┌──
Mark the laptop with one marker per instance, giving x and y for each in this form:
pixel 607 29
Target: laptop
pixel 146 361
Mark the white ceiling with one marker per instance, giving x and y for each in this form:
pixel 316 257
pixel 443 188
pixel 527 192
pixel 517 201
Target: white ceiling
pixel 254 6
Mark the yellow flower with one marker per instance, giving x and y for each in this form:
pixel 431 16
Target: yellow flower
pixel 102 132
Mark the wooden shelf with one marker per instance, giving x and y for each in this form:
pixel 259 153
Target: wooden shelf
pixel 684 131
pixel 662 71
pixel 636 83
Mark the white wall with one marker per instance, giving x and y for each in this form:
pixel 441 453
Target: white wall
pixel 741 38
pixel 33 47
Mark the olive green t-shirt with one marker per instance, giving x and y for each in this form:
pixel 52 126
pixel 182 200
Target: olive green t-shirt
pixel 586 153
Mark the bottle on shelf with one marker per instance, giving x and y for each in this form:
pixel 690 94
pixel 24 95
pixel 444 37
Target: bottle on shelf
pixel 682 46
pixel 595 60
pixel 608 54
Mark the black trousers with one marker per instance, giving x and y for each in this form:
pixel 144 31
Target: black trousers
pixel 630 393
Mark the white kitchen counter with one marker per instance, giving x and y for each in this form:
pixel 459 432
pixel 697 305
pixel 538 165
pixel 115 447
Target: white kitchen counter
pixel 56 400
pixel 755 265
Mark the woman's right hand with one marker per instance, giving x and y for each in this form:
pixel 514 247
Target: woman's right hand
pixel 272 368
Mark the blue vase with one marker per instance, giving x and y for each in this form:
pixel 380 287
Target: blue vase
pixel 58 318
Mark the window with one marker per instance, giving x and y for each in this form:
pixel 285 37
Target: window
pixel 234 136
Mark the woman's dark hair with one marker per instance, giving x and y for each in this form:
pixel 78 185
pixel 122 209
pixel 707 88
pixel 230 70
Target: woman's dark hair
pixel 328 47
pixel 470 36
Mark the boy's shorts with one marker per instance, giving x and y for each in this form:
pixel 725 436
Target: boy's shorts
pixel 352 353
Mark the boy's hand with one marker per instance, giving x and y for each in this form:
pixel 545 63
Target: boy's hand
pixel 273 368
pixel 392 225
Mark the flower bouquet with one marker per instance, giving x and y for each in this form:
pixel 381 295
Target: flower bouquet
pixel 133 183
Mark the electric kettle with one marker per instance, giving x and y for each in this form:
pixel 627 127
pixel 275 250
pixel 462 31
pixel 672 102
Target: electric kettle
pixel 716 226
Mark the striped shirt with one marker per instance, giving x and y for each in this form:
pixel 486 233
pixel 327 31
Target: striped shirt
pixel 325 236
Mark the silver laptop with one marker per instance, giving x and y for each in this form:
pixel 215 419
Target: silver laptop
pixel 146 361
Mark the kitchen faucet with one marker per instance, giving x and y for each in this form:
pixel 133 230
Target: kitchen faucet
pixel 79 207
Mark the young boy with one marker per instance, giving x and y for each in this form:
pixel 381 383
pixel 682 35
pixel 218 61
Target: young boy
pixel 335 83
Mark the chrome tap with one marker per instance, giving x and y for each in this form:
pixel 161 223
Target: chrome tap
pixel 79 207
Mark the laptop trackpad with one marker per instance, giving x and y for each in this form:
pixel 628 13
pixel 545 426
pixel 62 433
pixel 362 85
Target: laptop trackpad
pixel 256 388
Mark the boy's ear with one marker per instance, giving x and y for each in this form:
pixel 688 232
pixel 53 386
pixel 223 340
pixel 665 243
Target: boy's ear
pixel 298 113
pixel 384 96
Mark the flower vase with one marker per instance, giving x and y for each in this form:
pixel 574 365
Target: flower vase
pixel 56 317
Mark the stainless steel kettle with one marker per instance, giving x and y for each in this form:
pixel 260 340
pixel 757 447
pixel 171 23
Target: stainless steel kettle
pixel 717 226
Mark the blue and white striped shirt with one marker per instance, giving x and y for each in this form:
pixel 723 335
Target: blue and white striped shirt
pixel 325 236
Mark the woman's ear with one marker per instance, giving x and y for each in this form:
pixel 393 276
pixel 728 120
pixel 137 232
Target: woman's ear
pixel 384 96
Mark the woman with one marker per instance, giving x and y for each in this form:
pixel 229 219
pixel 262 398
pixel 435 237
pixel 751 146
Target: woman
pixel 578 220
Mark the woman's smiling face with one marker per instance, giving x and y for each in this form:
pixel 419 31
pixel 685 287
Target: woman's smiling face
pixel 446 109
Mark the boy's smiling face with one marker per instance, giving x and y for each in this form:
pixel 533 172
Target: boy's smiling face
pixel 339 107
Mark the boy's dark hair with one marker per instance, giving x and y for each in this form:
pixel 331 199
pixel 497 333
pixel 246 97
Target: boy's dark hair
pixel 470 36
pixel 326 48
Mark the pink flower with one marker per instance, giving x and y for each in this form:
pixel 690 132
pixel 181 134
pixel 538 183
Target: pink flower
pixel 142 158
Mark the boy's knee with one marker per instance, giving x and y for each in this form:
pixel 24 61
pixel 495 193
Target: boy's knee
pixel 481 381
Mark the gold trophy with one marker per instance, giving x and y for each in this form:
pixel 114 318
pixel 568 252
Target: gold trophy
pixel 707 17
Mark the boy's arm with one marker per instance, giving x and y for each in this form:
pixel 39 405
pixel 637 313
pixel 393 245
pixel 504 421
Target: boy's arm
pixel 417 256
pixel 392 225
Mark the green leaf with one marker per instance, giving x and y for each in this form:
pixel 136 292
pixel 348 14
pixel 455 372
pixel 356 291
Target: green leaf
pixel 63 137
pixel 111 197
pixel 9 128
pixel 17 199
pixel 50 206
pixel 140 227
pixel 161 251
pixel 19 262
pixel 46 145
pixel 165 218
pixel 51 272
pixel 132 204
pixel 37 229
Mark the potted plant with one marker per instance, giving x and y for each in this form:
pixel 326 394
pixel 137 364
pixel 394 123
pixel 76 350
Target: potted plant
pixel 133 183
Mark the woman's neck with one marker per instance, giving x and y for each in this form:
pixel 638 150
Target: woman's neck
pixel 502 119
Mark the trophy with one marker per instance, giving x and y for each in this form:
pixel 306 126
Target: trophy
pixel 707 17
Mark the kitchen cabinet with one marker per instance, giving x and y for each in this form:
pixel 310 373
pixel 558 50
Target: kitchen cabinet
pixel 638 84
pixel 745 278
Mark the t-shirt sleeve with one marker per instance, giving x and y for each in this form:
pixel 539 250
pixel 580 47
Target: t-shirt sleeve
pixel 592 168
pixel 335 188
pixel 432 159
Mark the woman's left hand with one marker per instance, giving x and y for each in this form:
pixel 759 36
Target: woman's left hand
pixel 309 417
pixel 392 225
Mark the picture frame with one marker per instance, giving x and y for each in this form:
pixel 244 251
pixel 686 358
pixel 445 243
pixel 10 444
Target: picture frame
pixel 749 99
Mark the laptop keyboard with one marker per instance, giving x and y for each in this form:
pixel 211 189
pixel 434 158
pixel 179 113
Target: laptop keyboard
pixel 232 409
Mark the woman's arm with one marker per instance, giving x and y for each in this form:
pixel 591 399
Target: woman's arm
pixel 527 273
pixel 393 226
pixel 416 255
└──
## THE EXERCISE
Quote the rows word for word, starting from the first row and ending with the line that contains "pixel 586 153".

## THE SOLUTION
Mark the laptop with one marker per instance, giving x and y for each in this form:
pixel 607 29
Target: laptop
pixel 146 361
Mark the white ceiling with one marker per instance, giving x and y for each in this form:
pixel 316 257
pixel 443 188
pixel 527 192
pixel 517 201
Target: white ceiling
pixel 254 6
Mark the yellow flower with one marker per instance, giving x and y for each in this form:
pixel 431 16
Target: yellow flower
pixel 102 132
Mark the wooden shelf with one marker per instance, giving x and y for each in this form:
pixel 259 153
Target: wooden shelf
pixel 684 131
pixel 662 71
pixel 636 83
Mark the white wall with one marker per instance, giving x and y for each in this form:
pixel 441 453
Target: white wall
pixel 741 38
pixel 33 47
Mark the olive green t-shirt with one marker per instance, giving x and y for each in this form:
pixel 52 126
pixel 182 200
Target: olive green t-shirt
pixel 586 153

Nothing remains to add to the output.